▶ Documento di origine:
···
La recensione su Two Men in Town

di logos
7 stelle

E’ difficile uscire dalle conseguenze del male commesso, nonostante si abbia scontato la prigione. Perché la comunità è sempre pronta a ributtare addosso all’ex detenuto la definizione etichettate di criminale, e d’altro canto questa definizione finisce per essere incorporata dallo stesso sfortunato, che così finisce per commettere quegli stessi crimini che lo riporteranno in prigione.

 

Questa è la storia di William, che dopo aver ucciso un poliziotto della contea Luma, sconta una pena di diciotto anni, e si ritrova in libertà vigilata con regole ben precise: essere a domicilio dalle 9 di sera alle 6 del mattino, non portare addosso armi, non avere contatto con chi ha dei precedenti o con sospettati. A prendere in consegna l’ex detenuto, in modo da vigilare affinché rispetti le consegne, è la laboriosa agente di custodia Emily Smith. Una donna severa, ma che crede nella possibilità del riscatto. Non la pensa così lo sceriffo della contea, Bill Agati, che vuole a tutti i costi che William ritorni in carcere, per aver ucciso un suo sottoposto, e quei 18 anni di reclusione non bastano, e proprio per questo, in qualità di sceriffo, vuole allertare la comunità.

 

William cercherà di mettercela tutta: convertitosi all’Islam troverà un lavoro come bovaro, e riuscirà ad aprirsi un conto corrente in una banca, presso la quale incontrerà l’impiegata Teresa, con cui nascerà una love story. Ma le cose non sono così semplici come sembrano: c’è sempre di mezzo lo sceriffo che cerca di fare lo sgambetto al nostro eroe, in più il criminale Saldano lo vuole di nuovo al suo fianco come trafficante di clandestini dal Messico.
···
▶ Consegna:
Duplichi integralmente la recensione di Two Men in Town, senza apportare alcuna modifica. I record non svolgono alcun ruolo in questa consegna.

(Voci provenienti da una fonte di dati)
···
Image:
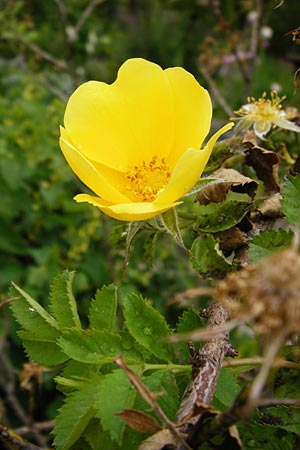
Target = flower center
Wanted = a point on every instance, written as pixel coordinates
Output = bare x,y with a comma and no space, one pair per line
146,180
263,109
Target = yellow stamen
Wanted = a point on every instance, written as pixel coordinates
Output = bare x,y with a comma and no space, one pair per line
146,180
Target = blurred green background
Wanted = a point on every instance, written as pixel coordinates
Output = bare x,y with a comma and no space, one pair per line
47,48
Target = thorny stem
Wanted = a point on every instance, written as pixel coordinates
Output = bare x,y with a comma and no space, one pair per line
249,398
206,368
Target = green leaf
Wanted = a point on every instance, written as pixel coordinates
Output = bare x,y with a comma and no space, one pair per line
214,217
62,302
114,394
32,316
267,242
265,437
35,346
96,347
189,321
102,314
291,200
201,184
161,381
226,391
74,416
287,418
97,438
170,222
147,326
207,258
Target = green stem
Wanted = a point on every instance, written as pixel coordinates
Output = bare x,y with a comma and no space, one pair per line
172,367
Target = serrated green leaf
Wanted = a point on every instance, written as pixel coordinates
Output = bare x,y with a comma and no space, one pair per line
96,347
267,242
170,222
102,314
291,200
74,416
226,391
207,258
97,438
62,302
214,217
114,394
189,321
32,316
147,326
35,346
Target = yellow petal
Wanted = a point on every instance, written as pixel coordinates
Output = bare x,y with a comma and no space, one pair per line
189,169
124,123
89,174
127,211
193,111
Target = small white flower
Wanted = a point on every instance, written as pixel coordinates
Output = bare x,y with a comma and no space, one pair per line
265,113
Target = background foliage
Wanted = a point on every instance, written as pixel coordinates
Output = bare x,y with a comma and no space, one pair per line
46,50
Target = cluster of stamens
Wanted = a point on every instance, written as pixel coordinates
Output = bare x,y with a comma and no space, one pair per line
263,108
147,179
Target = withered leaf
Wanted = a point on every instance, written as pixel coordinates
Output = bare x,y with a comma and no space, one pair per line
271,207
232,239
229,179
139,421
265,164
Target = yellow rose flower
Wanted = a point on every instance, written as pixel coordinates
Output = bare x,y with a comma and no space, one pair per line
136,143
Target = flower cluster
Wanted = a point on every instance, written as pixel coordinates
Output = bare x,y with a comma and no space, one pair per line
265,113
137,142
266,295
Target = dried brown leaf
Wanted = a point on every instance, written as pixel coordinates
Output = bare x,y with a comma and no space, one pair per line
265,164
231,240
229,179
271,207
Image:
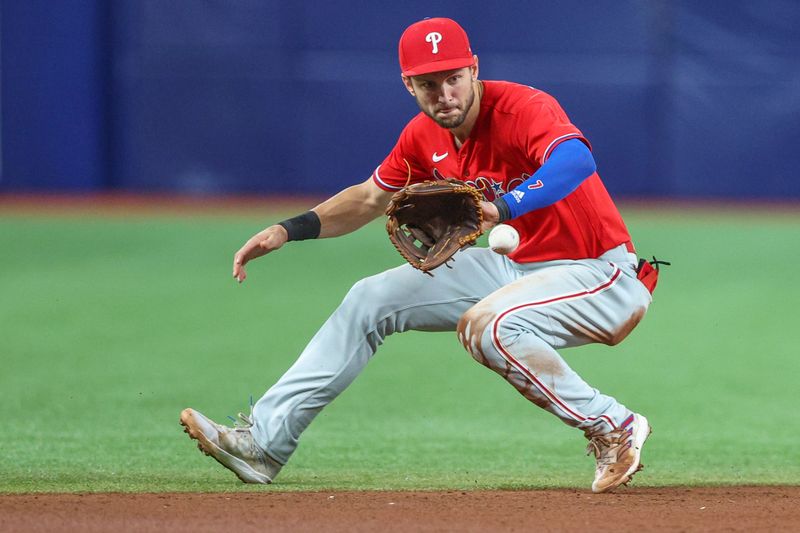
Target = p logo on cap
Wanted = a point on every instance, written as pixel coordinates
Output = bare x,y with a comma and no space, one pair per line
434,45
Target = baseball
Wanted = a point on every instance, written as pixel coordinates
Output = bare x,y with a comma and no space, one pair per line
503,239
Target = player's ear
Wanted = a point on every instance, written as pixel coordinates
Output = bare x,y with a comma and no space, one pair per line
408,84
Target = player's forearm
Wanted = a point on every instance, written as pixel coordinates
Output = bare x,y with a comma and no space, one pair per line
351,209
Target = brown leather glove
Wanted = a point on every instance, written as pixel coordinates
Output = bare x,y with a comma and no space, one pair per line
430,221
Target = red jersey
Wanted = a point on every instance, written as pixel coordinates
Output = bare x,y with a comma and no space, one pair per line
516,130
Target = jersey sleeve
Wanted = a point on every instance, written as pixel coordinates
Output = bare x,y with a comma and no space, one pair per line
547,127
400,167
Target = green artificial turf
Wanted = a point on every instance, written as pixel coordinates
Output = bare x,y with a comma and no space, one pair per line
110,326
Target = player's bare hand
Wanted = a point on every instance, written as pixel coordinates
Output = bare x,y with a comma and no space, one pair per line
491,216
261,243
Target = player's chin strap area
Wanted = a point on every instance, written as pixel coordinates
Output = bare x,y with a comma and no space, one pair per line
647,272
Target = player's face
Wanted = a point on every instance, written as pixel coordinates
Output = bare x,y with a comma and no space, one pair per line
446,96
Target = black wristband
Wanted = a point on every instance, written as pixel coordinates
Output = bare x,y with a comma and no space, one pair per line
502,209
302,227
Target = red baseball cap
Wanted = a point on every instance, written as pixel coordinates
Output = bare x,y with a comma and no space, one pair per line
433,45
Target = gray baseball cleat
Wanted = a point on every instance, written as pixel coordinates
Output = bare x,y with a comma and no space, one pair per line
618,453
234,448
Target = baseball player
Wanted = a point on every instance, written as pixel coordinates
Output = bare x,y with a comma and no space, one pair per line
572,280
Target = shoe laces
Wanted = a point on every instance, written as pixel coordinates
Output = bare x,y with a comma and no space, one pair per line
605,447
243,421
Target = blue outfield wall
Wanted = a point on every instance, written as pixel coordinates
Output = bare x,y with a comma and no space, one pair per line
679,98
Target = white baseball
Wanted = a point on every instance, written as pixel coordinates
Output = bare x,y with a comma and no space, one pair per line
503,239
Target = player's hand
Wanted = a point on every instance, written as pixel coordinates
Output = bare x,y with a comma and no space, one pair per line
491,216
261,243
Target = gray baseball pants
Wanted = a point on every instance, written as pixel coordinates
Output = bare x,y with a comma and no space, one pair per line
511,317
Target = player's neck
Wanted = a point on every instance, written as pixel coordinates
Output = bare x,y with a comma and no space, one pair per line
461,133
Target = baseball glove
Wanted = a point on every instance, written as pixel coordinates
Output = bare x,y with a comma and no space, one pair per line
430,221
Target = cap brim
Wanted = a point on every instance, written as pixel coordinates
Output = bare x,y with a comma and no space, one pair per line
439,66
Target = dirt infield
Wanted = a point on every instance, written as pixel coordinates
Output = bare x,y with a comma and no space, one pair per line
659,509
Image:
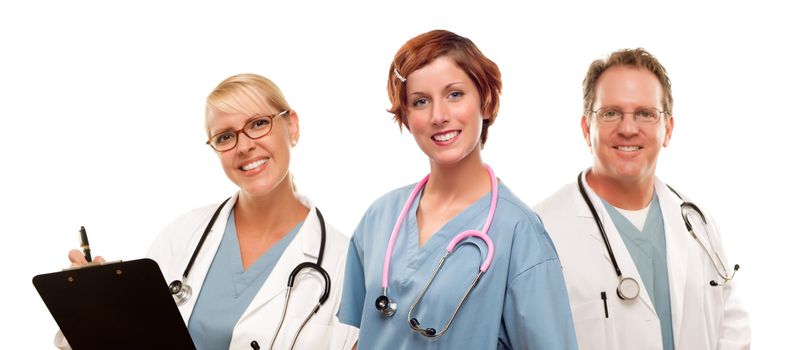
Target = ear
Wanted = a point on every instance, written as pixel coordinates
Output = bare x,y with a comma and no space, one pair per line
585,125
669,128
294,127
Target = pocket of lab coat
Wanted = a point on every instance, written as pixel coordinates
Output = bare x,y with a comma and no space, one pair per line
312,336
594,330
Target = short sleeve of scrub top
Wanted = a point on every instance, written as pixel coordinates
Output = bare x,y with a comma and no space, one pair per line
520,303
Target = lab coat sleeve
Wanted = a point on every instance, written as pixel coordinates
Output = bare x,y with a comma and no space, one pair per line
354,290
342,330
735,331
536,312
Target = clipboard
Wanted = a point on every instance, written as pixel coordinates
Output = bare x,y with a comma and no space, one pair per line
119,305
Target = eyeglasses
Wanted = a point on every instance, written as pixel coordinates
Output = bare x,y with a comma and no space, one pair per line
643,116
255,128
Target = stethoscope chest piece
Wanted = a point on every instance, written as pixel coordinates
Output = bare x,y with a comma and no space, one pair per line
386,306
181,292
628,288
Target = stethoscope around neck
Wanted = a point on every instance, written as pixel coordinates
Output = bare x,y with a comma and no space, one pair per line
182,292
388,307
629,288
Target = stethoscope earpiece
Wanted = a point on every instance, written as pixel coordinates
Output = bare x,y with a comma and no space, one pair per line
386,306
181,292
628,289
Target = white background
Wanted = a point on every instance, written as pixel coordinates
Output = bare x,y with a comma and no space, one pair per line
102,119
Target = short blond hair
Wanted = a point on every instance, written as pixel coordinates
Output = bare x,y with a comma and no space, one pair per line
635,58
246,93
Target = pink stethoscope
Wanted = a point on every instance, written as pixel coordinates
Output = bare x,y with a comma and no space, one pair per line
388,306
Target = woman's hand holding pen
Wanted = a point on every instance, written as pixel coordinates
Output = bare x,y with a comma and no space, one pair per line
77,258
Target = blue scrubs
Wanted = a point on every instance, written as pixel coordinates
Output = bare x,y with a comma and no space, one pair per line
520,303
228,289
648,250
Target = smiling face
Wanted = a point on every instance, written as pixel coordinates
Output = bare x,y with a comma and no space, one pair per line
444,113
259,166
626,151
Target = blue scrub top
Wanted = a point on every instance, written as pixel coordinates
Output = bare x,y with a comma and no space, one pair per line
520,303
228,289
648,250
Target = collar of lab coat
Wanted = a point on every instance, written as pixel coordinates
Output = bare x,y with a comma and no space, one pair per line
677,239
304,247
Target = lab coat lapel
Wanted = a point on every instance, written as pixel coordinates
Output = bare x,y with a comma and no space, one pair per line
623,257
206,255
677,240
304,247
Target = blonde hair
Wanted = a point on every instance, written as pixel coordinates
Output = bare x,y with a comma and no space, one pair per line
247,93
635,58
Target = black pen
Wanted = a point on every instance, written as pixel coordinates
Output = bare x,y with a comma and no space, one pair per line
84,244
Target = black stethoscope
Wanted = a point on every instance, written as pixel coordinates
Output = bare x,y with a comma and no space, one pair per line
182,292
629,288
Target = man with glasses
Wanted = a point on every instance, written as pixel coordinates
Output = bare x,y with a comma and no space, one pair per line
644,268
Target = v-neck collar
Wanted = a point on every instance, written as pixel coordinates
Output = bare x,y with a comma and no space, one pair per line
243,279
410,256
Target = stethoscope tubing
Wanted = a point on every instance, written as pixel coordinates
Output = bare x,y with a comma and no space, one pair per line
456,240
183,290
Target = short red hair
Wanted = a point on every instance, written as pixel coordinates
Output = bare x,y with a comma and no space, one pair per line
424,49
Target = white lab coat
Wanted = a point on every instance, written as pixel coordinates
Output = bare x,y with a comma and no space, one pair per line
176,243
703,317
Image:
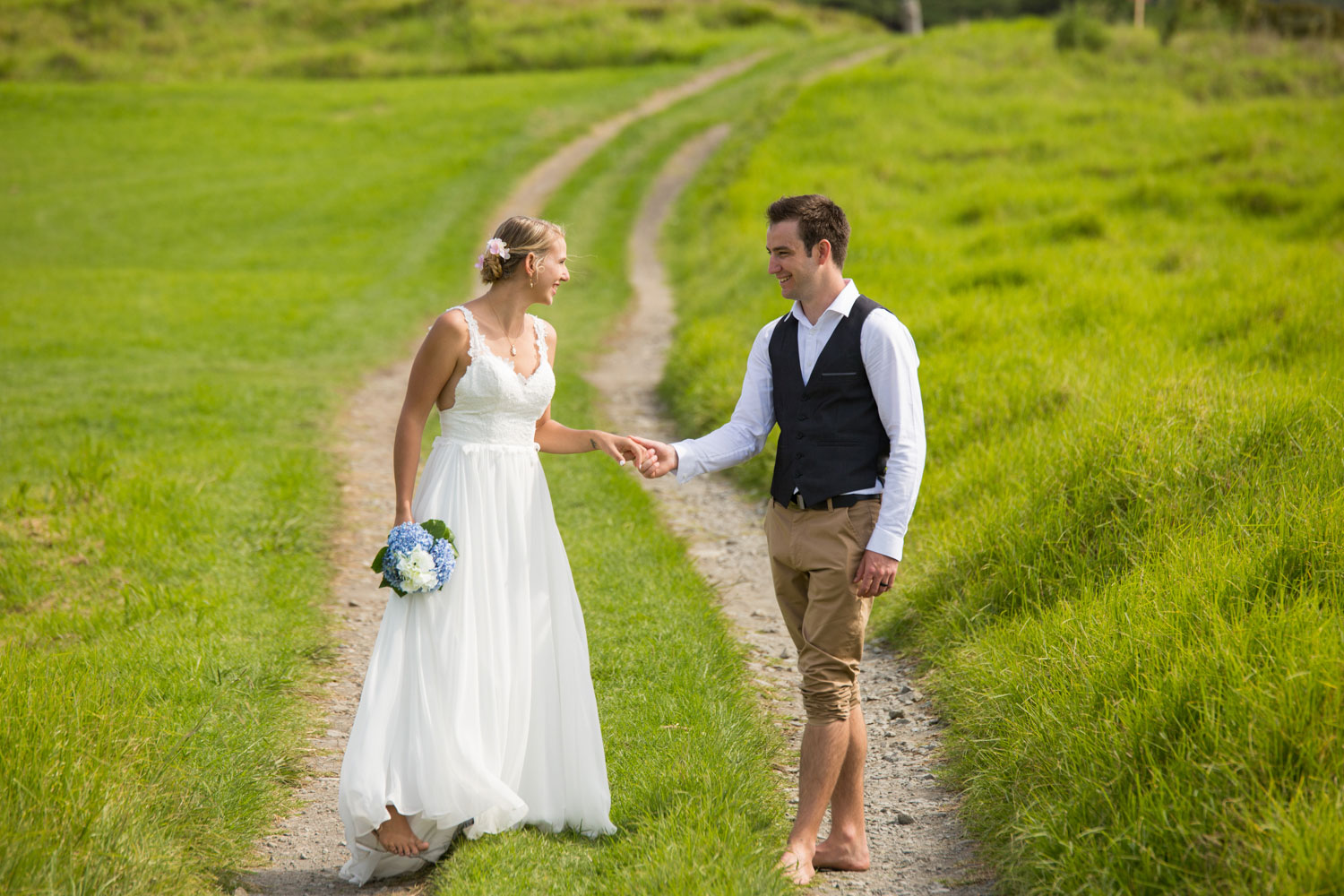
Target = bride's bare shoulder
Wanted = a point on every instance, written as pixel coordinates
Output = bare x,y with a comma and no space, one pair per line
449,327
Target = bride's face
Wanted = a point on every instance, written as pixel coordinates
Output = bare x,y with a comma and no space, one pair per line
551,271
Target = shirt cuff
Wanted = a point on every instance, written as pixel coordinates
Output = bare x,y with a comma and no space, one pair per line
685,463
887,544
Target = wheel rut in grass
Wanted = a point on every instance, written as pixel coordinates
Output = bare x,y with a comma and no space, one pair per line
914,833
308,848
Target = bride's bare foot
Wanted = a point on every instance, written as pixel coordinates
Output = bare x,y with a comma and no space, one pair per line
840,855
796,868
395,836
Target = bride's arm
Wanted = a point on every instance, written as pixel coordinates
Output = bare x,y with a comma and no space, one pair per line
556,438
435,362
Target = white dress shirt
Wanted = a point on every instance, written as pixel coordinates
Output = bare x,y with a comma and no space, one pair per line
892,363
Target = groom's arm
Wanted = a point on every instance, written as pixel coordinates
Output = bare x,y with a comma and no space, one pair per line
738,440
892,363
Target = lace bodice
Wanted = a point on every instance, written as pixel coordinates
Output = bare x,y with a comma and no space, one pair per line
494,403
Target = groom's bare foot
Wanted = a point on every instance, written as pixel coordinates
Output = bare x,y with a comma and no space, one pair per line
395,836
835,853
795,866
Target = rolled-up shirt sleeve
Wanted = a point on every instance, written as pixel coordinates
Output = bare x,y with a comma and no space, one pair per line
744,435
892,363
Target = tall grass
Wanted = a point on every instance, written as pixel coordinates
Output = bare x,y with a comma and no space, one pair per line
209,39
1124,274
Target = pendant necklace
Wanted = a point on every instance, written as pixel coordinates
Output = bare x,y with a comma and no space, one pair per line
513,349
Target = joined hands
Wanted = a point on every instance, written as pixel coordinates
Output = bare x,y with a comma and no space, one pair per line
659,457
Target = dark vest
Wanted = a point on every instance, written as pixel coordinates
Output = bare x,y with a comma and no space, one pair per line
831,435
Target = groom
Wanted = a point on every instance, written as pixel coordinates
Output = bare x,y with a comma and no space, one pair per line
838,374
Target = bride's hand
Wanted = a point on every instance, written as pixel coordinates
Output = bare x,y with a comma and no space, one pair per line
620,447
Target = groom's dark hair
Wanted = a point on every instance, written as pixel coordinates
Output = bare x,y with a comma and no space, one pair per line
819,218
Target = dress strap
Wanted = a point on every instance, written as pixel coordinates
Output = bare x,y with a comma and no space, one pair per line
539,325
475,344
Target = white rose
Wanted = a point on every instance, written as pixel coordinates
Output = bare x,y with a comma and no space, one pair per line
418,573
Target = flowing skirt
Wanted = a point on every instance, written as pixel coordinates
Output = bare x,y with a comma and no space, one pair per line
478,708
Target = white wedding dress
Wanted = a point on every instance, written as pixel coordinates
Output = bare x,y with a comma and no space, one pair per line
478,707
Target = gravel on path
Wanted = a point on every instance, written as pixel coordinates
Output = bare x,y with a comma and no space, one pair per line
916,839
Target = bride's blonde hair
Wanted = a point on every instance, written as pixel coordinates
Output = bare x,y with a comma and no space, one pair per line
521,236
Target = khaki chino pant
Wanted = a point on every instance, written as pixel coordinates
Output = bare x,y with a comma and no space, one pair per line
814,559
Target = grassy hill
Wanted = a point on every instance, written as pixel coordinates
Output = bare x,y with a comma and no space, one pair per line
202,39
1125,277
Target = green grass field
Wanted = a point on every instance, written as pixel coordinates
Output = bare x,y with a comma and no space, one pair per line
83,40
194,277
1125,277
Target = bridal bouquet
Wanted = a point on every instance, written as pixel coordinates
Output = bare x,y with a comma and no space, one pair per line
417,557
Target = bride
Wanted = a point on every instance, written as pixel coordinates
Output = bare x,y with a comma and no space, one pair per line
478,710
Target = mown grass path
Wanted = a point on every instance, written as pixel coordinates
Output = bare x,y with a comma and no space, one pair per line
1124,276
917,841
309,848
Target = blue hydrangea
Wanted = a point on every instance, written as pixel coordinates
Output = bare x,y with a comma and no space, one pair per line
401,541
445,560
417,560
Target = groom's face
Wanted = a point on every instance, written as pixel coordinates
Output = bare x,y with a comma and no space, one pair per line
789,261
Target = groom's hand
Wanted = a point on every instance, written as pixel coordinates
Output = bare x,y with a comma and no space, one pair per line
659,460
875,573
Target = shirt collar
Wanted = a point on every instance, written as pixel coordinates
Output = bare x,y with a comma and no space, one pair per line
843,304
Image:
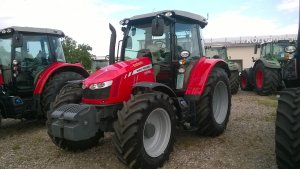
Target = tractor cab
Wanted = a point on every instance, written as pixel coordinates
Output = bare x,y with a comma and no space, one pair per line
173,40
25,53
276,50
216,52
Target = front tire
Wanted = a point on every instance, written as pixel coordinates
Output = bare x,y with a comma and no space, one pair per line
70,93
53,87
234,82
266,80
145,130
287,131
213,110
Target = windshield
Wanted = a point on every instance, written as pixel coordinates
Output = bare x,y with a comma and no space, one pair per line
140,42
5,51
216,53
278,49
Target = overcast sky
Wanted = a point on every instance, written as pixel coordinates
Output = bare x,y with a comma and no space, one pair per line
86,21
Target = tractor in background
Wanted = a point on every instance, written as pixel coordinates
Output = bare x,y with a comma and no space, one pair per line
287,131
162,81
274,70
32,71
221,52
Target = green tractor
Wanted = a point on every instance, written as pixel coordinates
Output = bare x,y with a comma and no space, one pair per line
33,69
274,70
221,52
287,131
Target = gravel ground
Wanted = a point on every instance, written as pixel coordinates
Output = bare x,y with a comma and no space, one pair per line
247,143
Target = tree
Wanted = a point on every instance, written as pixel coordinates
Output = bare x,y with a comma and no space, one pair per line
77,53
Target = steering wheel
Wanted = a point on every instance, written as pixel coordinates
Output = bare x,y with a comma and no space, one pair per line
161,44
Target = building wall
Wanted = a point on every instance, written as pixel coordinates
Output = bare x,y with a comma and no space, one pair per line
244,53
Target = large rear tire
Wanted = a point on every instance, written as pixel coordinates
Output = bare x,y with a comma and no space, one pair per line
53,86
287,132
213,110
245,81
70,93
145,130
234,82
266,80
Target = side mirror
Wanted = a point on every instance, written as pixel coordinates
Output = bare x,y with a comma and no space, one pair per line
255,49
158,26
129,42
18,40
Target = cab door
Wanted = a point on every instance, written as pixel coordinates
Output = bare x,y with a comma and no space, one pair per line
31,59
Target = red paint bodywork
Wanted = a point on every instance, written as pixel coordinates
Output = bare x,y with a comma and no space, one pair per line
123,82
121,75
199,75
44,76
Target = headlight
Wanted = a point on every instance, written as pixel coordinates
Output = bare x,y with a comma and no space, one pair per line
100,85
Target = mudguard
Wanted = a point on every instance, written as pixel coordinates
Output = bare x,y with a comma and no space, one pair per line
273,64
157,87
74,122
200,75
57,66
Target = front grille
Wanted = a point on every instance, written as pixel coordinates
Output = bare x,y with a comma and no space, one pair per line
96,94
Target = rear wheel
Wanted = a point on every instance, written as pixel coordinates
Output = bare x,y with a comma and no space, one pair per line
145,130
214,105
266,80
245,81
53,87
287,131
70,93
234,82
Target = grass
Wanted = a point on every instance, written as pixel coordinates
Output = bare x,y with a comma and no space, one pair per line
270,101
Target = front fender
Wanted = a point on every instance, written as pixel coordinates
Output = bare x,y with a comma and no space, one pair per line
200,75
55,67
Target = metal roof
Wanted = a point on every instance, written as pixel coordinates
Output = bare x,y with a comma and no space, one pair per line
36,30
177,13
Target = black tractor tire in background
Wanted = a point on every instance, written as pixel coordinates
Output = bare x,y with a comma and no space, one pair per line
245,81
266,80
234,81
287,131
53,86
70,93
133,127
213,110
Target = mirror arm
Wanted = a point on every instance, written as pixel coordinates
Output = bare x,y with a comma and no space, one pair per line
167,18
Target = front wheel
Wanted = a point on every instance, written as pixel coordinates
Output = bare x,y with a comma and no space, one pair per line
212,112
287,131
145,130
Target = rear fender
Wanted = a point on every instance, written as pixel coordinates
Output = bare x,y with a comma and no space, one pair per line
200,73
148,86
273,64
54,68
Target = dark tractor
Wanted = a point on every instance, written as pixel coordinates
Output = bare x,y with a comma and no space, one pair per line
221,52
287,131
32,71
274,70
161,81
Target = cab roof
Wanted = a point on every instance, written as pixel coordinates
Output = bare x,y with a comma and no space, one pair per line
188,16
34,30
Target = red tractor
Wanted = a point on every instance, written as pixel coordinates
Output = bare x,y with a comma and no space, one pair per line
162,81
32,71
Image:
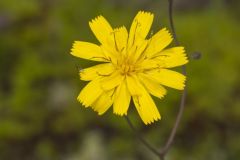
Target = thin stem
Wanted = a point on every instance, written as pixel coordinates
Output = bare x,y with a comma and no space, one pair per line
170,140
140,137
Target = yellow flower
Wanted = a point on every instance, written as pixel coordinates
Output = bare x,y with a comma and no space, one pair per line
133,67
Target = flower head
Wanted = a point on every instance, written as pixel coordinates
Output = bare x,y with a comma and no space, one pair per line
133,67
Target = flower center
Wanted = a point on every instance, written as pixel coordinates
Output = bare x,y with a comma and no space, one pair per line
126,68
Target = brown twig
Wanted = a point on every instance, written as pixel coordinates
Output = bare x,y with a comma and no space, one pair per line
164,150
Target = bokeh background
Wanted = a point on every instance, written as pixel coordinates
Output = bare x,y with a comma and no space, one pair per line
40,118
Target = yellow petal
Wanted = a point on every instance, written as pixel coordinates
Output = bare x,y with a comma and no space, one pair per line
172,57
90,93
168,78
133,85
122,99
152,86
140,27
104,102
102,30
146,107
158,42
137,51
111,81
121,36
94,72
88,51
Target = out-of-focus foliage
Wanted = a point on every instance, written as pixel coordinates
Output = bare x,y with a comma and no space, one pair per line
40,118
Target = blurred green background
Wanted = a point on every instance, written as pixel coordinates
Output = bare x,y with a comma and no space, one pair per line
40,118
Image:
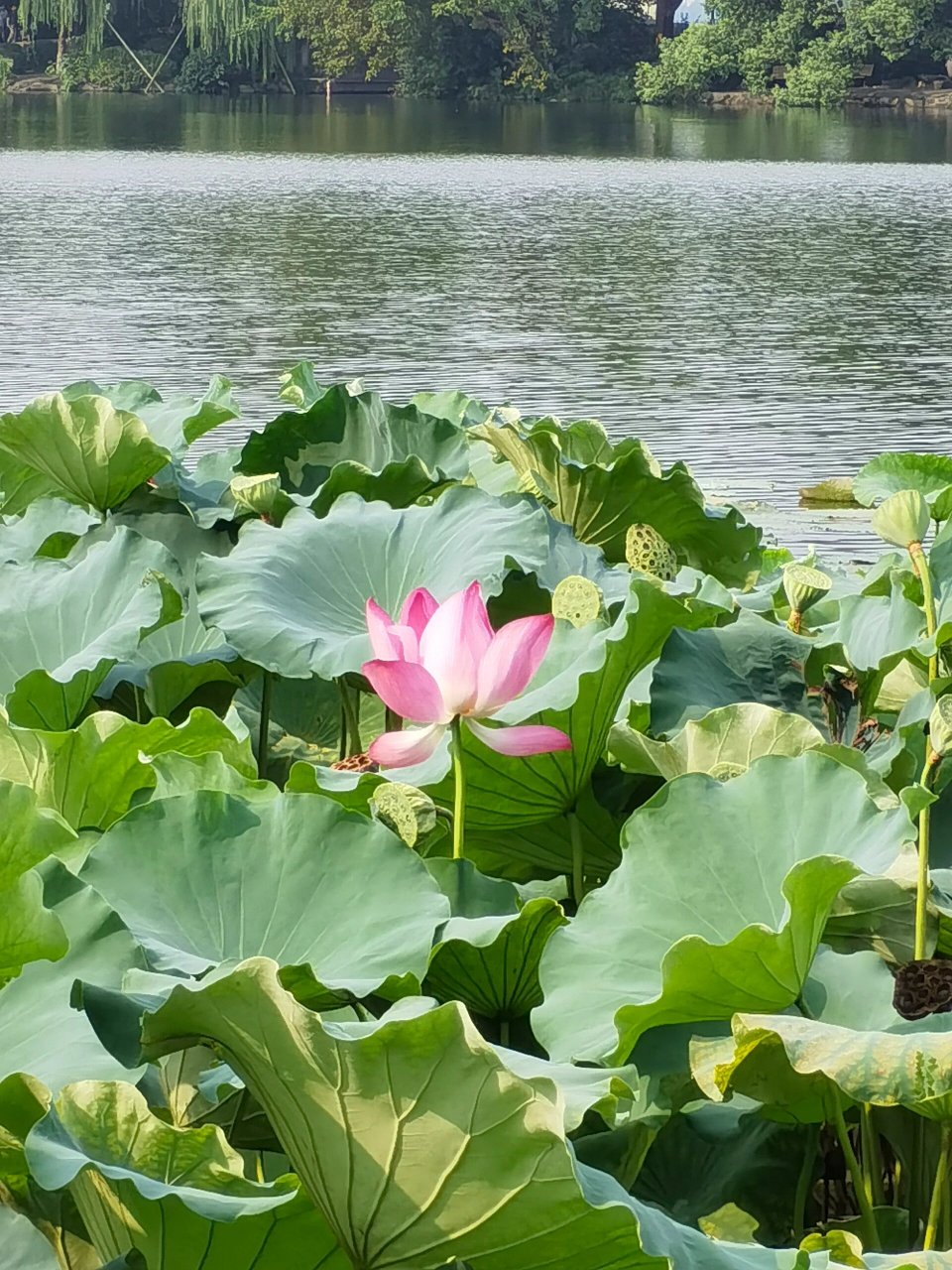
···
▶ Risposta:
La recensione su Two Men in Town

di logos
7 stelle

E’ difficile uscire dalle conseguenze del male commesso, nonostante si abbia scontato la prigione. Perché la comunità è sempre pronta a ributtare addosso all’ex detenuto la definizione etichettate di criminale, e d’altro canto questa definizione finisce per essere incorporata dallo stesso sfortunato, che così finisce per commettere quegli stessi crimini che lo riporteranno in prigione.

 

Questa è la storia di William, che dopo aver ucciso un poliziotto della contea Luma, sconta una pena di diciotto anni, e si ritrova in libertà vigilata con regole ben precise: essere a domicilio dalle 9 di sera alle 6 del mattino, non portare addosso armi, non avere contatto con chi ha dei precedenti o con sospettati. A prendere in consegna l’ex detenuto, in modo da vigilare affinché rispetti le consegne, è la laboriosa agente di custodia Emily Smith. Una donna severa, ma che crede nella possibilità del riscatto. Non la pensa così lo sceriffo della contea, Bill Agati, che vuole a tutti i costi che William ritorni in carcere, per aver ucciso un suo sottoposto, e quei 18 anni di reclusione non bastano, e proprio per questo, in qualità di sceriffo, vuole allertare la comunità.

 

William cercherà di mettercela tutta: convertitosi all’Islam troverà un lavoro come bovaro, e riuscirà ad aprirsi un conto corrente in una banca, presso la quale incontrerà l’impiegata Teresa, con cui nascerà una love story. Ma le cose non sono così semplici come sembrano: c’è sempre di mezzo lo sceriffo che cerca di fare lo sgambetto al nostro eroe, in più il criminale Saldano lo vuole di nuovo al suo fianco come trafficante di clandestini dal Messico.